** Records for the task follows **

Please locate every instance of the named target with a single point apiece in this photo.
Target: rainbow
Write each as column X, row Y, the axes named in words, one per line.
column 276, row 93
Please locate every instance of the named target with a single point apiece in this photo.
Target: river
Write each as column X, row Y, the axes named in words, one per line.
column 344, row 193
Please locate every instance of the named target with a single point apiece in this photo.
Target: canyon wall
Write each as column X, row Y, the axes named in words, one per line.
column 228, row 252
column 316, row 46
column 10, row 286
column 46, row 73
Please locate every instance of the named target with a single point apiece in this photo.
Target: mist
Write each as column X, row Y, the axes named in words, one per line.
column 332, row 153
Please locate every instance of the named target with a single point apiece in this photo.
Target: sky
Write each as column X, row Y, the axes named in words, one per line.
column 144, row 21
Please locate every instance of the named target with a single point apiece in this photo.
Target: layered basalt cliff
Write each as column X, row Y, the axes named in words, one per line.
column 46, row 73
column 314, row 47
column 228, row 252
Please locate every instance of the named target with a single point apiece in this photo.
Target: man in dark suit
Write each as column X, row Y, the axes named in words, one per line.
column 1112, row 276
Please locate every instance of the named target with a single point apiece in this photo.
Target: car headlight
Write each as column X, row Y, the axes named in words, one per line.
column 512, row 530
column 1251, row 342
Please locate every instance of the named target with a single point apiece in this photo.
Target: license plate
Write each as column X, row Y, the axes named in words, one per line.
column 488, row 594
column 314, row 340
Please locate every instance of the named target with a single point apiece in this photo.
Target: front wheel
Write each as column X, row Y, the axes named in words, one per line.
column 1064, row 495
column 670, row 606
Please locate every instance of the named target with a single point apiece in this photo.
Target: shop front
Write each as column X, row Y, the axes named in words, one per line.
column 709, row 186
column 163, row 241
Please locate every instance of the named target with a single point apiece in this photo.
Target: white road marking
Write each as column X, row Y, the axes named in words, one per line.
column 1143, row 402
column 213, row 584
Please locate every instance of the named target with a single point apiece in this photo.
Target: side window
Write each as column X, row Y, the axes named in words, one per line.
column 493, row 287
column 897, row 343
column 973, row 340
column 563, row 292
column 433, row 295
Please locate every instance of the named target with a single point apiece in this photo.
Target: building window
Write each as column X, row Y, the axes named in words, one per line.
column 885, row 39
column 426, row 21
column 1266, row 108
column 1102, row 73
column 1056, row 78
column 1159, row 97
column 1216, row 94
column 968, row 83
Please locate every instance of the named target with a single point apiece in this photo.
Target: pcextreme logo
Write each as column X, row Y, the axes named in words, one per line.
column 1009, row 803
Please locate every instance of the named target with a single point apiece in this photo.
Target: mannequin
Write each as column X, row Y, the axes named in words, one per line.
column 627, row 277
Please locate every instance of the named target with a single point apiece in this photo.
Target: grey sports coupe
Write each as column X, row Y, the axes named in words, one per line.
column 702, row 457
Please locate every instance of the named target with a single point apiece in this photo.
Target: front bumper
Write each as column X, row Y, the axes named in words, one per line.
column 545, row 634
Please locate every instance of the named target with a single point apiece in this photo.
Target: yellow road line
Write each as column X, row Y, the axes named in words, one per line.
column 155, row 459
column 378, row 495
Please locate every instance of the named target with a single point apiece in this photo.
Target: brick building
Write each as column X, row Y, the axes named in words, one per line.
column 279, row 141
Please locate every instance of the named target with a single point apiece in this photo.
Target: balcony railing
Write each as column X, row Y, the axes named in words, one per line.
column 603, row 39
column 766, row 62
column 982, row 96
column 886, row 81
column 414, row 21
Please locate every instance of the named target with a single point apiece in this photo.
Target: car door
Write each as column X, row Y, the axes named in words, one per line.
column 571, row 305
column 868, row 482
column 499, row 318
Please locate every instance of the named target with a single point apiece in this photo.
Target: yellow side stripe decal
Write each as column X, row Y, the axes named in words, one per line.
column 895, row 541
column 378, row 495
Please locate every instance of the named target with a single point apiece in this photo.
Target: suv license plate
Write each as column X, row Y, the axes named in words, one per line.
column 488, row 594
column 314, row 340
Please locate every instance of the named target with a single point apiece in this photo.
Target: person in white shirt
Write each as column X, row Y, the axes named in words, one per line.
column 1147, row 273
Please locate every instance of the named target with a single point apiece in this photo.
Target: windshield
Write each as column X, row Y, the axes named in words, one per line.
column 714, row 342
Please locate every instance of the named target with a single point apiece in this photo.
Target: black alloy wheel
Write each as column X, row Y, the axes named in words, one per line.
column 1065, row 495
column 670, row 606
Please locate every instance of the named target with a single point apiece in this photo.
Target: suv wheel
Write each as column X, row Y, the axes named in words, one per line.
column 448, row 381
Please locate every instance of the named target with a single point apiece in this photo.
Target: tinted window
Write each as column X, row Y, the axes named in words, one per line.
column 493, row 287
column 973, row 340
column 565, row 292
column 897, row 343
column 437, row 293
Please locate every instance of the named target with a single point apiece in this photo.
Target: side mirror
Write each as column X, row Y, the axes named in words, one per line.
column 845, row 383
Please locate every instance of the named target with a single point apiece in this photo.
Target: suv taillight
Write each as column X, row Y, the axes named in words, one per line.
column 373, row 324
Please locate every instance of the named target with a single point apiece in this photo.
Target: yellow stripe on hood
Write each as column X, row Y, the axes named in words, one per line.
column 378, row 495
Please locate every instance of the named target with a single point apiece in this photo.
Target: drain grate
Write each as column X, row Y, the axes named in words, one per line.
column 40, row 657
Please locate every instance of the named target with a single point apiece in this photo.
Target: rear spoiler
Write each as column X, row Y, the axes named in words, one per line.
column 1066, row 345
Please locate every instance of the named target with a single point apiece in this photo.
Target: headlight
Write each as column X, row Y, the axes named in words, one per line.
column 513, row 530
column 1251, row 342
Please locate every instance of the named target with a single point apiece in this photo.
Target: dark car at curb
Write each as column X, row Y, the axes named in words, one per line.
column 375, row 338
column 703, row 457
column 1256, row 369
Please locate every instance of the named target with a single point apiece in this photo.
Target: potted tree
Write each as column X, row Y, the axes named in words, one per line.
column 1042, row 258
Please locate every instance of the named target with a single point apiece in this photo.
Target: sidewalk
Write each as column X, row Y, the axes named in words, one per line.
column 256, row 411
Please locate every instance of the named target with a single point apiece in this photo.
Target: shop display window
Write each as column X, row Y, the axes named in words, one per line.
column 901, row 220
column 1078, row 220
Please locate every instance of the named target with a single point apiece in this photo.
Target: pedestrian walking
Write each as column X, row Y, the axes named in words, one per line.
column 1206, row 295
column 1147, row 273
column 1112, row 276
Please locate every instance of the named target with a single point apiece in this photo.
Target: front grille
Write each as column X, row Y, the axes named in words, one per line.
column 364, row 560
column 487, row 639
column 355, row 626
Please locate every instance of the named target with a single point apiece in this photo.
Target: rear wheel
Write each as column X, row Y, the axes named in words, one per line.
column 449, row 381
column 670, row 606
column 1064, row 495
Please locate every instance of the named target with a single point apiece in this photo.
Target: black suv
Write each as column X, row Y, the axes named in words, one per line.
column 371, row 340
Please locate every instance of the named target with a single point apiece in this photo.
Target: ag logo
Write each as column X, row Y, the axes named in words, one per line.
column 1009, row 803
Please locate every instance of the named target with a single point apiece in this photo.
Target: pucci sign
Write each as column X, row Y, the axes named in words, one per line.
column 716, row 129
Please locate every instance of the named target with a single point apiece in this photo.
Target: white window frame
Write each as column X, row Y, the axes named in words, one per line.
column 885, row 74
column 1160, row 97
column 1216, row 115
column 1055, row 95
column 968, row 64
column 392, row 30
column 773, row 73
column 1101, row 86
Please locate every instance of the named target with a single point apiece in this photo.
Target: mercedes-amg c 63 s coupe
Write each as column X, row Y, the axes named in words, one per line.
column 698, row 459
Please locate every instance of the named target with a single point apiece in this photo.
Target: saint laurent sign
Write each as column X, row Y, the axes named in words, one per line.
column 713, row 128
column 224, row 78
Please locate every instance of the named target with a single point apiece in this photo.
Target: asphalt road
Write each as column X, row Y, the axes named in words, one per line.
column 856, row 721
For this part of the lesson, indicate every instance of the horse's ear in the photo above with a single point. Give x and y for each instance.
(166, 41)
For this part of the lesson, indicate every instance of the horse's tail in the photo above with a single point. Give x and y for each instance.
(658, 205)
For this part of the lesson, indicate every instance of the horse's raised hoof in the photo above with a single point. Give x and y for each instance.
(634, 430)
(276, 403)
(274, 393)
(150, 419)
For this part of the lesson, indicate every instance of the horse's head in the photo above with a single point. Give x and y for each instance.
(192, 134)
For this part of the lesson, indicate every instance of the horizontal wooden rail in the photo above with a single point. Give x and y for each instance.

** End of Records for the task **

- Activity
The answer must consist of the lines from the one with "the horse's head" through the final line of the entries above, exactly as they are, and nothing else.

- Completed task
For this part of the lesson, indicate every instance of the horse's head in the photo above with a single point. Give x and y for each instance.
(192, 134)
For this part of the lesson, indicate every instance of the horizontal wooden rail in the photo above with a single point. Give x and y for each instance.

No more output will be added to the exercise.